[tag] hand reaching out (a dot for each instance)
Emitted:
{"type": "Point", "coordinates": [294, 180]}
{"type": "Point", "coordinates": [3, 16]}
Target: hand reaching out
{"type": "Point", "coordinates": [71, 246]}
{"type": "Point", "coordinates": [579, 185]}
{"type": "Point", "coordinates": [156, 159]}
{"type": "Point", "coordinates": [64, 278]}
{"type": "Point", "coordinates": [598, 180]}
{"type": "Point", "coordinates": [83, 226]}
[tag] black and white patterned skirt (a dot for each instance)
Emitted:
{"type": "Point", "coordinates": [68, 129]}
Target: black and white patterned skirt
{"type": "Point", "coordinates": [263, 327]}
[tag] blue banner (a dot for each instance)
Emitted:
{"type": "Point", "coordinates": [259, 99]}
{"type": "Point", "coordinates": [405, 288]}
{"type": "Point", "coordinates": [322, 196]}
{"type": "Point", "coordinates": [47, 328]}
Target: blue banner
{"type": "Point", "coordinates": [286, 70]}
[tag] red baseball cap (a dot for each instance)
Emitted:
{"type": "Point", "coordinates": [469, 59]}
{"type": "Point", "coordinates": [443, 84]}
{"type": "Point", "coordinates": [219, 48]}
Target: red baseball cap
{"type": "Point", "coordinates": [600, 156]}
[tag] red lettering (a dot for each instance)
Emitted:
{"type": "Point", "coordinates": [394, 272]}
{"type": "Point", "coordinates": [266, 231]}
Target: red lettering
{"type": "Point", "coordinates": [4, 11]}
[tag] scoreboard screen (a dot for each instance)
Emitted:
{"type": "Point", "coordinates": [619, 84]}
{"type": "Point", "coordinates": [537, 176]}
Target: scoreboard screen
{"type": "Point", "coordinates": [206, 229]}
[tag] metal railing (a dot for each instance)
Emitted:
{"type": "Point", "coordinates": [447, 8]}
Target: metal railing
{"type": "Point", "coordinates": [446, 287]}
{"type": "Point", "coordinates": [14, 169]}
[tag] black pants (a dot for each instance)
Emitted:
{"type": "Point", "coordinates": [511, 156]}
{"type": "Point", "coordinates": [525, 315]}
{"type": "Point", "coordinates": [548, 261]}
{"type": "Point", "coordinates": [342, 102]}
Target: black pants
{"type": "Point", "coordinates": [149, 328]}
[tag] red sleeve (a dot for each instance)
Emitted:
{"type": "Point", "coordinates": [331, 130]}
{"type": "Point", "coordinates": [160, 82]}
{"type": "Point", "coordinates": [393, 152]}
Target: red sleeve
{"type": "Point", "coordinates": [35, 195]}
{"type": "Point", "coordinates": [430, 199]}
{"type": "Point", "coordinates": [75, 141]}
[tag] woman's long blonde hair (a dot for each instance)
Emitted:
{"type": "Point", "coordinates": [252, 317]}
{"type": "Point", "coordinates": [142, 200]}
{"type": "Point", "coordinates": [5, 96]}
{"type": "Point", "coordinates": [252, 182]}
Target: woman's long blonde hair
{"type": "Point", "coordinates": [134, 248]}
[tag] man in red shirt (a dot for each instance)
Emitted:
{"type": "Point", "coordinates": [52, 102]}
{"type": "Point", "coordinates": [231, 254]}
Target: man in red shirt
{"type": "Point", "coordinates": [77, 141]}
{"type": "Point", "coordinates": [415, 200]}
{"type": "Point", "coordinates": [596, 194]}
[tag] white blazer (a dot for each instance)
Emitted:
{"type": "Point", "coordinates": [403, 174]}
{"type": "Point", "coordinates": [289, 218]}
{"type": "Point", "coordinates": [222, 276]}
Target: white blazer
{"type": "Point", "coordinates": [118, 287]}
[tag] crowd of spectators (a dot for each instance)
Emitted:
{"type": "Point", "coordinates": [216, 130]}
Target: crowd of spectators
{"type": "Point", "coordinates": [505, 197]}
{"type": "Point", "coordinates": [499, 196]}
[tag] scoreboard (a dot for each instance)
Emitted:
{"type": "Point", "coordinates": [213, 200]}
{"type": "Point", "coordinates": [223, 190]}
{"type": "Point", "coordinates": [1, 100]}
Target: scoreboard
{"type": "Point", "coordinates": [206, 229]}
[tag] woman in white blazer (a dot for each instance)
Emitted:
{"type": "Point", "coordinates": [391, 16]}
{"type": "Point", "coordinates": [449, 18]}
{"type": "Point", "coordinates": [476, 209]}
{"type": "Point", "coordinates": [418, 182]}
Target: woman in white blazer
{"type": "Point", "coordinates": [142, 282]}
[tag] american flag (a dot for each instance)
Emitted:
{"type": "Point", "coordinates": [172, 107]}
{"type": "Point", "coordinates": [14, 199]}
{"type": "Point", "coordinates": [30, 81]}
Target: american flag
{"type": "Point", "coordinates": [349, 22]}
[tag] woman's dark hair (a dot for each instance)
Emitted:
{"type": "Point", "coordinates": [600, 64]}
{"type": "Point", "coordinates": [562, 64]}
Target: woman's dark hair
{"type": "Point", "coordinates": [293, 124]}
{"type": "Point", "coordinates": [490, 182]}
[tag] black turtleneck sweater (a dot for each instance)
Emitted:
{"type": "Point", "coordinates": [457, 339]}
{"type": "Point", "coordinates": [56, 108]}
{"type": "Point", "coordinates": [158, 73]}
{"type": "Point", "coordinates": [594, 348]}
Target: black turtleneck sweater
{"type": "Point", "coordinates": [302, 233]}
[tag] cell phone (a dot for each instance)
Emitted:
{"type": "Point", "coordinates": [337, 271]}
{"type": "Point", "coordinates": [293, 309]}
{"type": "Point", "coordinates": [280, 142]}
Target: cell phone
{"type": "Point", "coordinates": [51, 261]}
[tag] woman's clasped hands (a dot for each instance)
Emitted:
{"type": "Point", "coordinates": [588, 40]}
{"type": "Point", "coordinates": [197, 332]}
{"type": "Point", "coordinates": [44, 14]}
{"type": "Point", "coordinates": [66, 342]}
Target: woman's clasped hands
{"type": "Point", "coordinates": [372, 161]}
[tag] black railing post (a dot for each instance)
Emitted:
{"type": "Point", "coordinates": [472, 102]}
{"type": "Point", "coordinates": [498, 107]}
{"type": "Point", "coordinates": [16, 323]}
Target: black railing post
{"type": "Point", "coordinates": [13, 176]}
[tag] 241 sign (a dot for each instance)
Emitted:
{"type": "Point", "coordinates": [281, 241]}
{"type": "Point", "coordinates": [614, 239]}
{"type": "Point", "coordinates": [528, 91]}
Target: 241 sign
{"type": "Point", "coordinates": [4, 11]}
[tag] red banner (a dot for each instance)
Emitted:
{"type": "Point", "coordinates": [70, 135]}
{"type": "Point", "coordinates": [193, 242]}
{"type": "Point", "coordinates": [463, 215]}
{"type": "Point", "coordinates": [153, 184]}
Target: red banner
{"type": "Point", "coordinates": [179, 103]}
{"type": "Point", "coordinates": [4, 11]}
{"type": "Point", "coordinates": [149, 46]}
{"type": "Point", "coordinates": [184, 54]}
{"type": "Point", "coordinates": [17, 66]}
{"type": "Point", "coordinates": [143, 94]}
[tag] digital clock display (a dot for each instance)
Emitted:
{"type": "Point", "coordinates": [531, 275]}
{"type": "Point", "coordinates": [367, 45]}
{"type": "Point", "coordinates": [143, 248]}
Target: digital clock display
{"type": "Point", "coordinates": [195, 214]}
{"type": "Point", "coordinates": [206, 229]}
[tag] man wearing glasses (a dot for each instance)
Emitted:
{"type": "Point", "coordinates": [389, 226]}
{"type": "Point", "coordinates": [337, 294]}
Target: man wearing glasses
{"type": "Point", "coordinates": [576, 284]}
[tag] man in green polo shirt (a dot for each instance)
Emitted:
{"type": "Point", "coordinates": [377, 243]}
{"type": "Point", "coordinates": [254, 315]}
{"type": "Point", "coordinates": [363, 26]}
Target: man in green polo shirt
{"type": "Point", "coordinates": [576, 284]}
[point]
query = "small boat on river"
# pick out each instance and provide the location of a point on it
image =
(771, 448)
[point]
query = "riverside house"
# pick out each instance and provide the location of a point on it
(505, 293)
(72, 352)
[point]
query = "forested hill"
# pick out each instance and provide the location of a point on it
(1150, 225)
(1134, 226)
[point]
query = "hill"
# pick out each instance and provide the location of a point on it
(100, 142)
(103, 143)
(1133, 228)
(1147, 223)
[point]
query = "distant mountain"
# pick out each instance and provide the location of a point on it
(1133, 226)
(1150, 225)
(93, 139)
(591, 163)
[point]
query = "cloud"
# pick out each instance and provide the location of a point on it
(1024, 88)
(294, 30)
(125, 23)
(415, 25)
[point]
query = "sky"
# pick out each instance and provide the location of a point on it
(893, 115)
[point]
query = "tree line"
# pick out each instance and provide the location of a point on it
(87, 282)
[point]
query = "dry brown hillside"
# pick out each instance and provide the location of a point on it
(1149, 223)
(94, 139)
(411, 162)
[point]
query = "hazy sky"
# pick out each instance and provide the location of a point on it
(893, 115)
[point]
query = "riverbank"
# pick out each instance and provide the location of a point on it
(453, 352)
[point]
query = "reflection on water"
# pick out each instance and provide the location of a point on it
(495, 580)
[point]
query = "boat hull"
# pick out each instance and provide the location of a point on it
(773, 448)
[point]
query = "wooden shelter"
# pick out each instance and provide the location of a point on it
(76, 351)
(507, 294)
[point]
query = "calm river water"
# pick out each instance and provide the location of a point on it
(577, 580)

_Your instructions_
Copy the lines above word for word, starting with the line that contains "[tag] black turtleneck" and stopping after the line that contains "Target: black turtleneck sweater".

_Exercise response_
[tag] black turtleneck sweater (a dot for each instance)
Emitted:
{"type": "Point", "coordinates": [457, 339]}
{"type": "Point", "coordinates": [56, 108]}
{"type": "Point", "coordinates": [158, 73]}
{"type": "Point", "coordinates": [594, 348]}
Target: black turtleneck sweater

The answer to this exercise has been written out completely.